In tempo di pandemia non è Hollywood ad aprire la Mostra del cinema di Venezia, ma il più internazionale e hollywoodiano dei registi spagnoli: Pedro Almodóvar (che dopotutto sulle mensole di casa ha anche un Oscar, vinto per la sceneggiatura di Parla con lei) è protagonista di un taglio del nastro molto europeo nel portare in laguna il suo Madres paralelas.
Europea e vincitrice dell’Oscar anche la sua musa, chiamata nuovamente a caricarsi sulle spalle il ruolo della protagonista, Penélope Cruz. Nel film – girato in circa dieci settimane nella primavera del 2021 – interpreta Janis, una fotografa di successo che, alla vigilia dei quarant’anni, si ritrova madre single dopo un’avventura, apparentemente finita male, con l’antropologo che ha accettato di aiutarla a scoprire la fossa comune in cui i franchisti seppellirono suo nonno dopo la fucilazione, insieme ad altri uomini del villaggio della sua infanzia.
Il parallelismo del titolo è quello con Ana (Milena Smit), altrettanto single ma minorenne, che vive la maternità con un investimento emotivo decisamente più negativo. Compagne di stanza e di doglie, Janis e Ana restano in contatto dopo le dimissioni. I loro destini di madre si incroceranno di nuovo, con inattesi risvolti tragici da cui – forse – sapranno uscire migliori. Di certo più consapevoli.
Dramma umano e storico, pista impegnata che si rivela uno spunto destinato a riemergere solo in un finale lucido, di luminosità cristallina (anche in senso letterale): Madres paralelas fa più che graffiare.
A Venezia si spreca la metafora della zampata del leone. Almodóvar però opta per una raffinatezza che rifiuta il grottesco, orchestrando una melodia filmica ritmata ma senza eccessi di visione. Da un punto di vista solo stilistico, soprattutto nell’uso degli interni, il film può ricordare La pelle che abito, l’interessante dramma – vagamente disturbante – che Antonio Banderas interpretò nel 2011 e che l’anno successivo vinse il BAFTA come miglior film straniero. Ma l’irrealistico non trova spazio in Madres paralelas.
C’è una squisita riflessione sulla società che fa i conti con le colpe del passato, nei confronti delle quali le culture nazionali hanno spesso qualche posizione istintivamente refrattaria, e un doversi confrontare con le conseguenze delle proprie azioni che dal piano storico passa a quello personale. Ce lo ricorda non solo la vicenda delle due madri, ma anche quella dell’elegantissima nonna Aitana Sánchez-Gijón, ossia la madre di Ana che, nonostante tutto, non rinuncia a una tournée teatrale per non bruciare il tardivo successo come attrice.
Così, sintonizzandosi ancora una volta sulle frequenze di un universo (quasi) interamente femminile, Pedro Almodóvar riesce a girare un film solido e coeso, la cui durezza non diventa mai amara.
Vissuto da una Cruz che secondo molti non sfigurerebbe nel medagliere con una Coppa Volpi per la miglior attrice (ma la Mostra è solo all’inizio), il film diventa una creazione agrodolce che dribbla l’effetto melò pur nel raccontare i piccoli o giganteschi drammi personali. Di fronte a cui, dopotutto, le soluzioni sono spesso solo due. Piangere e lamentarsi, che in fondo sono inconsapevoli strumenti per farsi andare bene le cose e tirare avanti. Oppure trasformare la frustrazione in proattività, capace di trovare nuove ragioni per soluzioni altrettanto nuove.

### Quesito
Nella recensione di Madres paralelas, che lavoro fa Janis, il personaggio di Penélope Cruz? Il materiale proviene da una fonte diversa.

### Materiale fornito
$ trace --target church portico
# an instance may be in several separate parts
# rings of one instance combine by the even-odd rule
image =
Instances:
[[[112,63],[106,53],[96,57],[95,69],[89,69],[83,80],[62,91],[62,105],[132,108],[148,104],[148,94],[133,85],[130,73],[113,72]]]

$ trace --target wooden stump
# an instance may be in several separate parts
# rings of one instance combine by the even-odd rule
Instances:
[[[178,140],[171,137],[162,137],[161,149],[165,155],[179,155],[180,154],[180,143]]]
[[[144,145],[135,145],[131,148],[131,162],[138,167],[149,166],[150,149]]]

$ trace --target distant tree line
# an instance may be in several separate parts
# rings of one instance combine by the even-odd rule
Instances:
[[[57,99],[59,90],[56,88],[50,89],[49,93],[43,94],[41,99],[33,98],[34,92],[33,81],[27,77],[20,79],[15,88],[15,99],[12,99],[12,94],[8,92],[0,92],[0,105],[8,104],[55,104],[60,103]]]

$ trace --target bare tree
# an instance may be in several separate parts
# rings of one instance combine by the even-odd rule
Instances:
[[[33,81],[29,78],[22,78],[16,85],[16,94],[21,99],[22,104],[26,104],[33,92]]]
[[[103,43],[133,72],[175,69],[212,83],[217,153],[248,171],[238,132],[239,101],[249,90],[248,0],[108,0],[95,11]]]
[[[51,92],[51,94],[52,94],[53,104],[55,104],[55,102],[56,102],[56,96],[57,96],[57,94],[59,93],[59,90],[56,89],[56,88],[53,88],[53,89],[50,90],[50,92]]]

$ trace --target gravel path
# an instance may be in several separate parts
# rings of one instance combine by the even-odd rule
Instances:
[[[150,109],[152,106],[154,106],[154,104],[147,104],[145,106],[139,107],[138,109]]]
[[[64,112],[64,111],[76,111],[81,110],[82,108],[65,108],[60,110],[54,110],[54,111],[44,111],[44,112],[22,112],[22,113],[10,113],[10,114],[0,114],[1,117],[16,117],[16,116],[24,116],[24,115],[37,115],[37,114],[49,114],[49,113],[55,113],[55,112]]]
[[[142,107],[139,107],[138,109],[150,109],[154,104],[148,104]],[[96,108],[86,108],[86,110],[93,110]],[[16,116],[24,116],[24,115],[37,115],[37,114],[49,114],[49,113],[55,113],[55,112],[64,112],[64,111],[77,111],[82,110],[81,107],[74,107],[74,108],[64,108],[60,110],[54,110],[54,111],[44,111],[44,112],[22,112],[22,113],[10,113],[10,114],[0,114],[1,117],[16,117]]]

### Risposta al quesito
Janis è una fotografa di successo.